=== Quoted passage ===

IV. Count VII — Respondeat Superior Claim Against The County
In Count VII, Plaintiff attempts to state a common law respondeat superior claim against the County for the purported negligent acts of the Sheriff and various Cook County Department of Corrections officers in failing to prevent decedent's suicide. The Illinois Supreme Court has held that no employment relationship exists between the County of Cook and the Cook County Sheriff. See, e.g., Moy v. County of Cook, 159 Ill. 2d 519, 531 (1994). In other words, the County of Cook may not be held vicariously liable for the conduct of the Cook County Sheriff or his employees. Id. at 532.
In the case at bar, Plaintiff attempts to hold the County vicariously liable for the actions of correctional officers employed by the Cook County Sheriff. However, Moy unequivocally holds that this cause of action does not exist. Id. Accordingly, Plaintiff has not stated a claim against the County in Count VII for respondeat superior liability against the County, and this claim is dismissed.
CONCLUSION
For the foregoing reasons, we grant in part and deny in part the motion to dismiss Plaintiff's Complaint filed by Defendants County of Cook, Cook County Sheriff Michael Sheahan, former Cook County Correctional Officer Eduardo Rodriguez, Officer Percy Fox, Officer Keith Richardson, and Officer Charles Hodges (## 8, 13, 19). The motion to dismiss is granted as to the Count I § 1983 individual capacity claims against Sheriff Sheahan, the Count IV loss of society claim, and the Count VII respondeat superior claims against the County. The motion is denied as to Count V.It is so ordered.

=== Extracted entries ===

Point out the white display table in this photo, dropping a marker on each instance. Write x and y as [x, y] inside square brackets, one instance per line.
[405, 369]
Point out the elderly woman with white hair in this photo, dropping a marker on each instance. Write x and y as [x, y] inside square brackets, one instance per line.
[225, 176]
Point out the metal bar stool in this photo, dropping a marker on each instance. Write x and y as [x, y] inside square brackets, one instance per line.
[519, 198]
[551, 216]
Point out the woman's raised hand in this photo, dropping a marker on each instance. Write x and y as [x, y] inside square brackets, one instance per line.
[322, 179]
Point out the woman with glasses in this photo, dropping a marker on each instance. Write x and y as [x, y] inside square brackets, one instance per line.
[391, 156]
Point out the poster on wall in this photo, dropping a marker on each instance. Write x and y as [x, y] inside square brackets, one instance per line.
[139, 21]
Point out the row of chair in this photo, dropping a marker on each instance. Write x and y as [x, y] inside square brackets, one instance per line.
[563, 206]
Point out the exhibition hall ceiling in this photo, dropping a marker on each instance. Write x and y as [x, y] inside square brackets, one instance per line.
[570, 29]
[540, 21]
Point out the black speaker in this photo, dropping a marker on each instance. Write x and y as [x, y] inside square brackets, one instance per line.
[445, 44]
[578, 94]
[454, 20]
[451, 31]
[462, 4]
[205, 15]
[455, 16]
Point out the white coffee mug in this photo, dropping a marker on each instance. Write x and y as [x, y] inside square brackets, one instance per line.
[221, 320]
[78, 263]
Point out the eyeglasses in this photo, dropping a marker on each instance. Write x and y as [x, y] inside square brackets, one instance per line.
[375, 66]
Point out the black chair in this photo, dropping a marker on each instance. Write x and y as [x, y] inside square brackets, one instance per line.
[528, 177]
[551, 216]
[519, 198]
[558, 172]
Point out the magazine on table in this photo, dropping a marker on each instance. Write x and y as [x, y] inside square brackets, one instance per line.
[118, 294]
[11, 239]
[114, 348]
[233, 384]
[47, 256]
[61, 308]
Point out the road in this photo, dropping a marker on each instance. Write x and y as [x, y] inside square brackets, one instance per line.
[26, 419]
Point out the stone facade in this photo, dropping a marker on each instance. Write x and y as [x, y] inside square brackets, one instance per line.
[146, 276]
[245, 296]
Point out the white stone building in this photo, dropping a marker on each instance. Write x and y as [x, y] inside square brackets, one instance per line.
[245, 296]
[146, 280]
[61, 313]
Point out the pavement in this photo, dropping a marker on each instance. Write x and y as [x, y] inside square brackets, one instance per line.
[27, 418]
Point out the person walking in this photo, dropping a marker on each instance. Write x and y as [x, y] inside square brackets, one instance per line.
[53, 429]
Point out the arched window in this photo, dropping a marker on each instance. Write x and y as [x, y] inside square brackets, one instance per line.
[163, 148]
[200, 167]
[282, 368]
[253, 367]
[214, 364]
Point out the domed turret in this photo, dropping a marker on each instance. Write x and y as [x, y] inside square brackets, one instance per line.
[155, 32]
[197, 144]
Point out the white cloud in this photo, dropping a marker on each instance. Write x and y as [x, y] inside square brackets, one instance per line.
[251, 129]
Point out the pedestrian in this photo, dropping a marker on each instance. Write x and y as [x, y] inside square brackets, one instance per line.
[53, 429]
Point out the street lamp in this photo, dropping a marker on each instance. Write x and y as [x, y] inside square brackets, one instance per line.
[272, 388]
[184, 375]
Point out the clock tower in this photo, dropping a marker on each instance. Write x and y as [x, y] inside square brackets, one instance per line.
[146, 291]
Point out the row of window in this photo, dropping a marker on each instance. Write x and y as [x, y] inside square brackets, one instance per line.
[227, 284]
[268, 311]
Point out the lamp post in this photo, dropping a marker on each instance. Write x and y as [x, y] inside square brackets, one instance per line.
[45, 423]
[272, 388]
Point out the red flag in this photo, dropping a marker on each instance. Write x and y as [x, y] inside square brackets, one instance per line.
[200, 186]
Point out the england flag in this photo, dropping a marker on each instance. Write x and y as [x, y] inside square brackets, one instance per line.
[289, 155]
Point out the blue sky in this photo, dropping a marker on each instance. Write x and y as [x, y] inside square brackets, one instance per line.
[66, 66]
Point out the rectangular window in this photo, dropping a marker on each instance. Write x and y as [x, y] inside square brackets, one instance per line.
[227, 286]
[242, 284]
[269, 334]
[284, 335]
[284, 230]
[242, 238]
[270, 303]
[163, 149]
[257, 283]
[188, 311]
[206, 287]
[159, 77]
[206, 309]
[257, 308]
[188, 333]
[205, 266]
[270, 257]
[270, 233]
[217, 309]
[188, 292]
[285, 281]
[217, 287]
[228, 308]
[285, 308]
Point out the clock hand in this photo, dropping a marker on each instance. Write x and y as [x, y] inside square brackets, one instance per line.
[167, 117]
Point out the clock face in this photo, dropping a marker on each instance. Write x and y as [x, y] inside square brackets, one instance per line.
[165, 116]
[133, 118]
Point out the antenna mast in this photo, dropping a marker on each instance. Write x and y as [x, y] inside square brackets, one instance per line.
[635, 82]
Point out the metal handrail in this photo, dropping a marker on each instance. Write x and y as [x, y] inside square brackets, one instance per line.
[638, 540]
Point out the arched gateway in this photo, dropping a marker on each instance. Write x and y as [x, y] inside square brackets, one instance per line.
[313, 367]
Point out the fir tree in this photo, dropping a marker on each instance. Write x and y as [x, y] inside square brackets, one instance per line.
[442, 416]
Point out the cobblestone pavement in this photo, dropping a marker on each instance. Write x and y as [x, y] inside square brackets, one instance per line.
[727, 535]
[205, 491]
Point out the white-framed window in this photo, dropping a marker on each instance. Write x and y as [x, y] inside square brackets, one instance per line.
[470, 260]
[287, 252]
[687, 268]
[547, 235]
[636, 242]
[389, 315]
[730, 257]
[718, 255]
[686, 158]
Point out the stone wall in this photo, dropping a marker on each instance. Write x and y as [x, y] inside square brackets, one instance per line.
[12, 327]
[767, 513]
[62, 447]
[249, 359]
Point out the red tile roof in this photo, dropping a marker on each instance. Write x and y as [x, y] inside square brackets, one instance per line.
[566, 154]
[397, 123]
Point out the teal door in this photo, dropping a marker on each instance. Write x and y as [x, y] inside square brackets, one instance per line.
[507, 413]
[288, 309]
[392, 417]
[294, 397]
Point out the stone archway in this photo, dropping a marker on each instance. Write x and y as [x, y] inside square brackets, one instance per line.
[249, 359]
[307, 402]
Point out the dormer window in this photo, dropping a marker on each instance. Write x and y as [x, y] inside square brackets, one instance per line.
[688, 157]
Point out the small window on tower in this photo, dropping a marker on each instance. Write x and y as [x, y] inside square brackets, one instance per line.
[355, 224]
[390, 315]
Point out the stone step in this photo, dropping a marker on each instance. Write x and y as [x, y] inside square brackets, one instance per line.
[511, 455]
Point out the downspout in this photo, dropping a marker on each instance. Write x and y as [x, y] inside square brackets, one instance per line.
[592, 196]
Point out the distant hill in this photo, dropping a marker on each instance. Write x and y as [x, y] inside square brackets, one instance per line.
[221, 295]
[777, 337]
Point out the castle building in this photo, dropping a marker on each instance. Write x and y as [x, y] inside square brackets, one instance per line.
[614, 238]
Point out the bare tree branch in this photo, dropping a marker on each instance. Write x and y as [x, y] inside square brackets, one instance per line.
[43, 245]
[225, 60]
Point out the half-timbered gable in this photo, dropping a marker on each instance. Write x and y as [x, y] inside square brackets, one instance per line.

===

(Work order 1):
Do these statements agree with the court opinion? Answer yes or no for each, and quote the words that decide it.
(a) The Illinois Supreme Court held that an employment relationship exists between the County of Cook and the Cook County Sheriff.
(b) The motion to dismiss is denied as to Count V.
(c) Eduardo Rodriguez is named as a current Cook County correctional officer.
(Work order 2):
Answer these questions from the court opinion.
(a) What case is cited for the holding on the County and the Sheriff?
(b) In Count VII, what did the Sheriff and officers allegedly fail to prevent?
(c) The loss of society claim falls under which count?
(Work order 3): Quote the court opinion from "In the case" up to and including "claim is dismissed.".

(Reply 1):
(a) No: "no employment relationship exists between the County of Cook and the Cook County Sheriff"
(b) Yes: "The motion is denied as to Count V."
(c) No: "former Cook County Correctional Officer Eduardo Rodriguez"

(Reply 2):
(a) Moy v. County of Cook, 159 Ill. 2d 519 (1994)
(b) The decedent's suicide
(c) Count IV

(Reply 3):
In the case at bar, Plaintiff attempts to hold the County vicariously liable for the actions of correctional officers employed by the Cook County Sheriff. However, Moy unequivocally holds that this cause of action does not exist. Id. Accordingly, Plaintiff has not stated a claim against the County in Count VII for respondeat superior liability against the County, and this claim is dismissed.